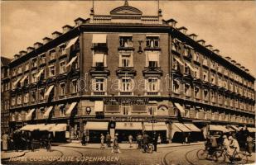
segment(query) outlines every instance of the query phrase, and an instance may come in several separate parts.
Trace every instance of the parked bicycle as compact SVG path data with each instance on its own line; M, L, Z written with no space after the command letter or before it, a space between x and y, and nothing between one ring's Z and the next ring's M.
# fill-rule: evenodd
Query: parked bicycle
M216 162L225 163L228 159L232 164L246 164L248 163L249 154L246 152L238 152L234 148L233 154L229 154L227 149L223 146L218 151L215 151Z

Challenge:
Rewrite the lines of the material with "parked bicycle" replaced by "parked scooter" wherever it occurs, changing nothing else, and leave out the pictures.

Worked answer:
segment(query) outlines every instance of the query phrase, and an instance may come in several separate parts.
Trace every instance of the parked scooter as compact SVG path data with each instance on its own line; M, L, Z written with no space after the command letter or before it, a space between x and y, and nothing between one ring's Z and the next ring's M.
# fill-rule: evenodd
Query: parked scooter
M216 162L225 163L228 159L232 164L246 164L248 163L249 154L246 152L238 152L234 148L233 154L229 154L227 149L223 146L218 151L215 151Z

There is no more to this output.